**Instructions for the task**: Down to the final line, print the records below exactly and without pictures.

**Records**:
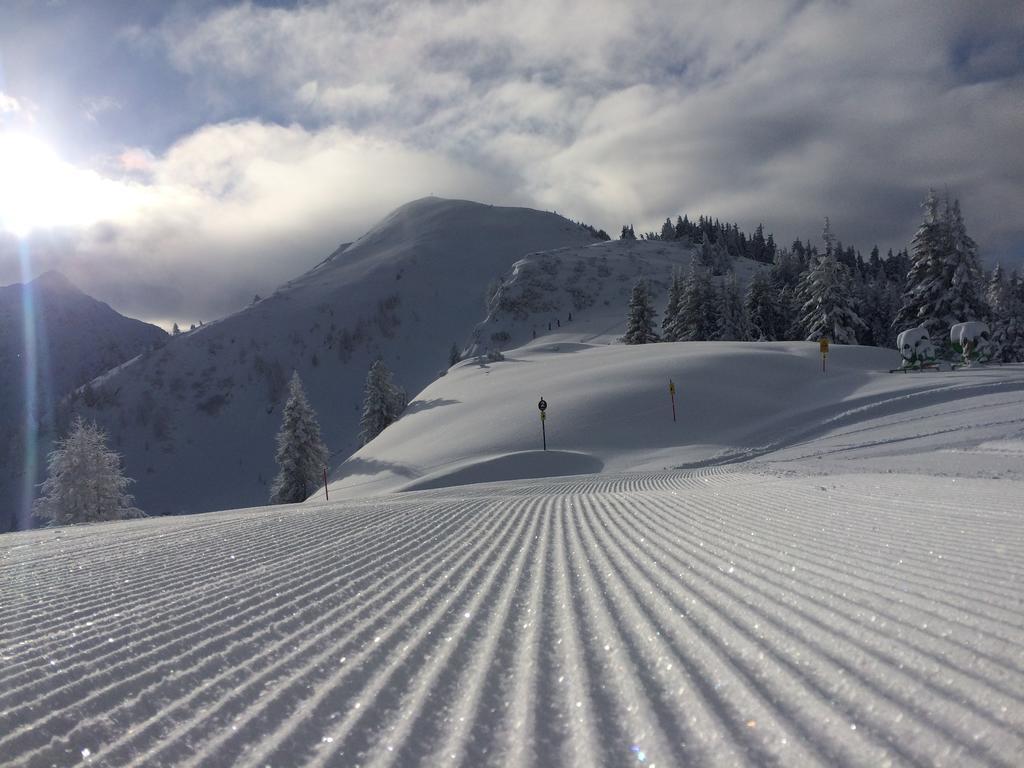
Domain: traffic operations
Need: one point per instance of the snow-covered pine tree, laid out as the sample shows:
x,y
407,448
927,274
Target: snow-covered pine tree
x,y
85,482
301,454
967,280
672,329
827,303
383,401
732,325
640,322
880,301
764,308
1015,332
698,311
1006,317
943,286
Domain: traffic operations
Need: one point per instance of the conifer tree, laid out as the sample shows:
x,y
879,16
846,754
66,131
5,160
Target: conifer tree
x,y
640,322
764,308
1006,317
383,401
943,286
698,312
85,482
672,329
301,454
827,303
732,323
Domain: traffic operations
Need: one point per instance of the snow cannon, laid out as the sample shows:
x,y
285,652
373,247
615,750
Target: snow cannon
x,y
972,340
915,347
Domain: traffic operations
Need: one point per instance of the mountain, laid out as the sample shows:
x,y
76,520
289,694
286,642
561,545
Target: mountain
x,y
854,601
196,420
71,338
587,289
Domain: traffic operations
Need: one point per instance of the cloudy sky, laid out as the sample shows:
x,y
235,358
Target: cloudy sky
x,y
174,159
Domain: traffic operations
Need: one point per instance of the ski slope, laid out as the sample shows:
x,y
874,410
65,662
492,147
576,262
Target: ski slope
x,y
804,569
709,617
609,410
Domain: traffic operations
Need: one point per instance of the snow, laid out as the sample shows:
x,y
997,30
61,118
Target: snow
x,y
735,401
812,590
76,337
718,616
914,345
807,567
197,420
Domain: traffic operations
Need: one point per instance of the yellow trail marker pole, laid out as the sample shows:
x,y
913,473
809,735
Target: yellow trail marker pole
x,y
542,407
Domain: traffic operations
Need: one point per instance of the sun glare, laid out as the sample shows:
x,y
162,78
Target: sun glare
x,y
39,190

**Response to the exercise**:
Domain: traffic operations
Need: one point per instance of the snow-covered pine tree, laid out as the sample shows:
x,y
407,448
927,274
Target: snow-covered pine tree
x,y
85,482
301,454
967,280
672,329
827,303
383,401
732,325
640,322
880,301
764,308
1015,332
698,311
1006,317
943,286
Domain: traffic operations
Need: one point per instance of the conifer tree, laid out as the sample shows:
x,y
879,16
846,754
66,131
5,160
Target: conifer tree
x,y
640,322
764,308
1006,317
383,401
943,286
698,312
85,482
672,329
301,454
827,303
732,323
Domain: traffic operations
Need: one point per instance of the snow cannon, laid out as the sample shows:
x,y
285,652
373,247
615,750
Target: snow cannon
x,y
972,340
915,347
Domain: traffic operations
Need: one point per instance of the mountain, laid out as the sample shows:
x,y
76,520
289,694
286,642
561,545
Target: mountain
x,y
854,601
196,420
71,338
587,289
Domain: traffic operations
Need: one point per instance of the cloudy sky, laid out as the sample shows:
x,y
235,358
Target: cloudy sky
x,y
174,159
Domain: traffic operations
Need: one point per instance of the ski slope, laid out as the sample shows:
x,y
874,410
65,662
492,147
576,262
Target: ski slope
x,y
804,569
709,617
609,410
Domain: traffic operations
Need: one point per instance of the snow, laid out as the sample shows:
x,y
997,30
61,118
Target: snow
x,y
735,401
812,590
76,337
718,616
914,345
807,567
197,420
Domain: traffic operations
Need: one point per instance of the yellow trail marker pole, laid out as the sample shows:
x,y
913,473
809,735
Target: yellow trail marker pole
x,y
542,407
Domain: traffic operations
Need: one point per instance of the sun glare, laid out as the sample shows:
x,y
162,78
Target: sun glare
x,y
39,190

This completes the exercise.